TASK REQUIREMENTS | Rewrite the lines from the one containing "Task: Locate every instance of white field" through the one containing "[219,197,295,307]", changing "antenna" to "roof antenna" and leaving everything else as it is.

◇ ◇ ◇ ◇

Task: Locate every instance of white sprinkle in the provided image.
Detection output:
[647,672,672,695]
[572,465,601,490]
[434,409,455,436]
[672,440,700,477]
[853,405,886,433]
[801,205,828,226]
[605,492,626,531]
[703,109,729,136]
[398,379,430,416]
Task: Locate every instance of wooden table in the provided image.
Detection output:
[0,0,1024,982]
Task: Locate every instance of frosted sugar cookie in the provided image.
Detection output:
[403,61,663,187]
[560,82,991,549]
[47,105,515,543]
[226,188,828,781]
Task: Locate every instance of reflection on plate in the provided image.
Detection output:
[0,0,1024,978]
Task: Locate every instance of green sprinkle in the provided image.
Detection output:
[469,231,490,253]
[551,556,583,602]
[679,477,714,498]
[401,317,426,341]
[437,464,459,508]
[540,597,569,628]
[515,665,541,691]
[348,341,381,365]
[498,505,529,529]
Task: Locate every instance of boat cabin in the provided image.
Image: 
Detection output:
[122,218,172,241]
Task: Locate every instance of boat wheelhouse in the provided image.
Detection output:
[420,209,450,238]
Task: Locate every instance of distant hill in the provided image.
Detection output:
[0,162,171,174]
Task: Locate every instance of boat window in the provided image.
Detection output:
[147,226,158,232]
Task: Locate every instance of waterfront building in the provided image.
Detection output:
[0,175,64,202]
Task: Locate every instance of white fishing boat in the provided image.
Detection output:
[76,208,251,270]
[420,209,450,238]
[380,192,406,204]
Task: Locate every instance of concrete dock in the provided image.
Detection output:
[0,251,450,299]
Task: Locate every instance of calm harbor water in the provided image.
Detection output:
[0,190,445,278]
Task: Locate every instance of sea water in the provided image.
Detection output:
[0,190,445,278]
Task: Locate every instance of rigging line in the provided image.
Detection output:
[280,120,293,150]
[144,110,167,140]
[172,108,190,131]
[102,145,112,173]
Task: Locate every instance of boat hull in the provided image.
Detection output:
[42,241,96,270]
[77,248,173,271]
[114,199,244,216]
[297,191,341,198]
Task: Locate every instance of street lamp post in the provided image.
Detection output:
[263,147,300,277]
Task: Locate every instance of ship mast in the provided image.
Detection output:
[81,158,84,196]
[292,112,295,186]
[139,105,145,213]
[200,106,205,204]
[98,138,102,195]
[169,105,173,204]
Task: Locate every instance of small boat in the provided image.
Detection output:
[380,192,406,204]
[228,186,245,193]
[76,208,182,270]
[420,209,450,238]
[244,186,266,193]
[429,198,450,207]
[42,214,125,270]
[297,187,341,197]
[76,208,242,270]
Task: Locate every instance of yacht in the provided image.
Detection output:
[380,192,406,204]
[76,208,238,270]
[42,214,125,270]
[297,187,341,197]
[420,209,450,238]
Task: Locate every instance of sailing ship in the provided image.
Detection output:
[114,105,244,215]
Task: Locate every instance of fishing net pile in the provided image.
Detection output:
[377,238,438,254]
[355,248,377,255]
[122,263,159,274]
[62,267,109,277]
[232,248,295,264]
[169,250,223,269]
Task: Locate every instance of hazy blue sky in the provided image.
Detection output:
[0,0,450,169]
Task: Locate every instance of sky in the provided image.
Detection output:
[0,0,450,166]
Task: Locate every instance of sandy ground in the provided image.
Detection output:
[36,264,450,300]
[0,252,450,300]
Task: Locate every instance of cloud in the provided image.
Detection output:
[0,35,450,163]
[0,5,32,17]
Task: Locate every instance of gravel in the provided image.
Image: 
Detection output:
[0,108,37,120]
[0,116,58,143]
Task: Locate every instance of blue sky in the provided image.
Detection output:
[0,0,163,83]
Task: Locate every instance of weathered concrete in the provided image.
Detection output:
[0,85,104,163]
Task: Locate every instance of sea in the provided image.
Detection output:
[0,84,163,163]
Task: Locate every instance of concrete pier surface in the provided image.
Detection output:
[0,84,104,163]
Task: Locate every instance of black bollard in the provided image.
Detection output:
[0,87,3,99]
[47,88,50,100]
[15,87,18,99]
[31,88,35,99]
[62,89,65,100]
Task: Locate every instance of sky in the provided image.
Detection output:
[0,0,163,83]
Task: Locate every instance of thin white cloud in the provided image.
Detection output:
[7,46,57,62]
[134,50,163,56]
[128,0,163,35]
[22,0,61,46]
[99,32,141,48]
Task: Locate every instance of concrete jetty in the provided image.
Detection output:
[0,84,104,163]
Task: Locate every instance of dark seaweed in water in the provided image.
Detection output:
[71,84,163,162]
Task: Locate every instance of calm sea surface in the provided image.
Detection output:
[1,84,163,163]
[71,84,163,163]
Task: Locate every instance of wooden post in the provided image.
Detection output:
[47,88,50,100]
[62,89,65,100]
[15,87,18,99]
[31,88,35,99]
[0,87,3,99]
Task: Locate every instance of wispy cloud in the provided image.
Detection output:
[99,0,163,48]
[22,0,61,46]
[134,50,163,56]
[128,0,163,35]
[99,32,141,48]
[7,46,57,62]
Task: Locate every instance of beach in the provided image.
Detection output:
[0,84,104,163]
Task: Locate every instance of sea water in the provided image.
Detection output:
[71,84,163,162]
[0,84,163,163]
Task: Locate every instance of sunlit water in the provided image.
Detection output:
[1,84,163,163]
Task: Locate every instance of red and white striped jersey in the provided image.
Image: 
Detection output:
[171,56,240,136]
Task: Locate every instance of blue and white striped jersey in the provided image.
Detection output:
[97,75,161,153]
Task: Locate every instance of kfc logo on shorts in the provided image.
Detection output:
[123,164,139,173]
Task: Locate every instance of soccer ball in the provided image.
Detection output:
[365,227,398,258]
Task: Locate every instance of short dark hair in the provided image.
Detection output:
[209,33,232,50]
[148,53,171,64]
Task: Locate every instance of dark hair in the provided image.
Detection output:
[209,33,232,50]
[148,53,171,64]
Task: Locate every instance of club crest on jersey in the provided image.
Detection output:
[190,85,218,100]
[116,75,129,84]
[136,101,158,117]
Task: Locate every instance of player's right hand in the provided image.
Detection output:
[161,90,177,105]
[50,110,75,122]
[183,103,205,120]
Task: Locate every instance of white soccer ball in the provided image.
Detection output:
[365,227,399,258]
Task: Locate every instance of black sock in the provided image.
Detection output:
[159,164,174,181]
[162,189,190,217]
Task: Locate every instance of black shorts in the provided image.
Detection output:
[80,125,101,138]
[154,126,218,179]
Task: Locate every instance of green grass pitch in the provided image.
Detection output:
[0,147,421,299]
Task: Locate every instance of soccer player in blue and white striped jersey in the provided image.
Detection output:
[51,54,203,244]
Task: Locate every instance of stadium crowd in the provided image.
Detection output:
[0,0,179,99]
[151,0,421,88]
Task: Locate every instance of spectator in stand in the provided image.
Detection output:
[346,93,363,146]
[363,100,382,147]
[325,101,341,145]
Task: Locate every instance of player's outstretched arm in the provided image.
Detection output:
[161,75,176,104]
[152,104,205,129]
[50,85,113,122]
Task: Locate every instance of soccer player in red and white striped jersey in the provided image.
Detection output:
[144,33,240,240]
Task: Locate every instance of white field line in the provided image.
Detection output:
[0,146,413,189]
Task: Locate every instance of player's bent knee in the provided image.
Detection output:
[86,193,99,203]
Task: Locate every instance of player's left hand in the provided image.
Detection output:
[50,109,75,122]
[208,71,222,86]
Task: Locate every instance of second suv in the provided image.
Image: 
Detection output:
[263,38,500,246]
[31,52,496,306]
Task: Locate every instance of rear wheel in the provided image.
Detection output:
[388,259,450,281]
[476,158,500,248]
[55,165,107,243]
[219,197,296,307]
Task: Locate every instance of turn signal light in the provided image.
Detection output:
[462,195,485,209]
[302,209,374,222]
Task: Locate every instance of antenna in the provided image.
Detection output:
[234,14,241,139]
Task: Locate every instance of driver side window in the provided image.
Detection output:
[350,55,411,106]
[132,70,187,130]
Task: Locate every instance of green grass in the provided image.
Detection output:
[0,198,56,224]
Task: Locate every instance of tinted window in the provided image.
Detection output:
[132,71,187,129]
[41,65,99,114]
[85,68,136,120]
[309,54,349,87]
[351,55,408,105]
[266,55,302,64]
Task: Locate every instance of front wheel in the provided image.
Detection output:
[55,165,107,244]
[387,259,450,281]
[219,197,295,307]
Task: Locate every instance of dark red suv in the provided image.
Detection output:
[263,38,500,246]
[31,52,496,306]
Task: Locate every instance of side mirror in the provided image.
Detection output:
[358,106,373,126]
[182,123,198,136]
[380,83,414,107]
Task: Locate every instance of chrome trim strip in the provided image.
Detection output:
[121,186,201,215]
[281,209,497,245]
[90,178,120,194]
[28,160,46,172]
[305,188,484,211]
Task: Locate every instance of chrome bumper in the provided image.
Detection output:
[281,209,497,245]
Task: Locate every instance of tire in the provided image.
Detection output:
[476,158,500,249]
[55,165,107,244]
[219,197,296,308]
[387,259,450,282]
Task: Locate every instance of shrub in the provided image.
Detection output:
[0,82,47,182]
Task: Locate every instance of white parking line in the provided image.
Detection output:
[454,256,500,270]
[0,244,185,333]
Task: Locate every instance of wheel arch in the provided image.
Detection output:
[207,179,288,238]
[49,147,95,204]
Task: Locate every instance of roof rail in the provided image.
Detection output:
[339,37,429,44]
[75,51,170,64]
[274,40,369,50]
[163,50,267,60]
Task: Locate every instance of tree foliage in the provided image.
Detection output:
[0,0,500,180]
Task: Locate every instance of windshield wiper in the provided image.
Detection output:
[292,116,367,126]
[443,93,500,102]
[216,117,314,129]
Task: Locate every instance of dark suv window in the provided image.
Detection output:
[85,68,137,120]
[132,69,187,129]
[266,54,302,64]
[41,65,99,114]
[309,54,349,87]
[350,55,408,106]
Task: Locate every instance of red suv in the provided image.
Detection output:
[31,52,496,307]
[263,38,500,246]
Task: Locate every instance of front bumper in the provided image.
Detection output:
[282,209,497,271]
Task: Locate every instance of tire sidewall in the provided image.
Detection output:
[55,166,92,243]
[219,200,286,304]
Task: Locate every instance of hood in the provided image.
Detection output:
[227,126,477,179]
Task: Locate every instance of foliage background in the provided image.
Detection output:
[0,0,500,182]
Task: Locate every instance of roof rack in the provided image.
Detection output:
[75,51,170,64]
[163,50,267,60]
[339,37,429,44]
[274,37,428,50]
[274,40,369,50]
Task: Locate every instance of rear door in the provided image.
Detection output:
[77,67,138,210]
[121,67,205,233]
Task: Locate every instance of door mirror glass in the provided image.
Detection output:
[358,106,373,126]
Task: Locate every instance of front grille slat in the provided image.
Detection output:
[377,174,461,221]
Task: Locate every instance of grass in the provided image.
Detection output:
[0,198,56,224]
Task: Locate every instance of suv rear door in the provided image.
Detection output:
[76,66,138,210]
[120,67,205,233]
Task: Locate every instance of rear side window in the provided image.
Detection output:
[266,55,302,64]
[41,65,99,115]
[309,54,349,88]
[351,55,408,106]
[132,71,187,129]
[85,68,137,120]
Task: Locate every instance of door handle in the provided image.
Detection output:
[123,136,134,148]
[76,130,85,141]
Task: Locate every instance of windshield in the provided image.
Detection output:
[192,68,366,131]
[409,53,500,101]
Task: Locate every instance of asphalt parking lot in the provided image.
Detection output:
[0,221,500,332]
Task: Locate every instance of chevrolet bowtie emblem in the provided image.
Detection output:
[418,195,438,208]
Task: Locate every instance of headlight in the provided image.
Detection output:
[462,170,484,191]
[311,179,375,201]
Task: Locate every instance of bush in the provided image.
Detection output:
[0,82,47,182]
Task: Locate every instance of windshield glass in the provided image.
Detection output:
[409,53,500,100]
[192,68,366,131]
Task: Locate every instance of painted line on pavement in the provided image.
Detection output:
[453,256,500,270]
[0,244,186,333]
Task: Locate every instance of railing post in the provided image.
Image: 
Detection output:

◇ ◇ ◇ ◇

SOLUTION TO THIS PROBLEM |
Task: Locate every instance of white field line in the provided image.
Detection output:
[0,146,413,189]
Task: Locate every instance of player's bent knee in the provided image.
Detection output:
[86,193,99,203]
Task: Locate every instance of player's left hand in the provided image.
Detection output:
[50,109,75,122]
[208,71,222,86]
Task: Locate every instance of second suv in the provided image.
Image: 
Detection output:
[263,38,500,246]
[31,52,496,306]
Task: Locate every instance of rear wheel in the provided image.
Detection output:
[388,259,450,281]
[476,158,500,248]
[55,165,107,243]
[219,197,296,307]
Task: Locate every instance of turn signal light in the provided image.
Detection output:
[462,195,485,209]
[302,209,374,222]
Task: Locate every instance of roof antenna in the provided image.
Detection output:
[234,14,241,139]
Task: Locate every instance of driver side window in the provided image.
Detection output:
[350,55,411,106]
[132,70,187,130]
Task: Locate every instance of green grass in the provided image.
Detection output:
[0,198,56,224]
Task: Locate every instance of tinted window in the provided image.
Detection output:
[132,71,187,129]
[41,65,99,114]
[85,68,136,120]
[309,54,349,87]
[351,55,408,105]
[266,55,302,64]
Task: Locate every instance of front wheel in the provided image.
Detection output:
[55,165,107,244]
[387,259,450,281]
[219,197,295,307]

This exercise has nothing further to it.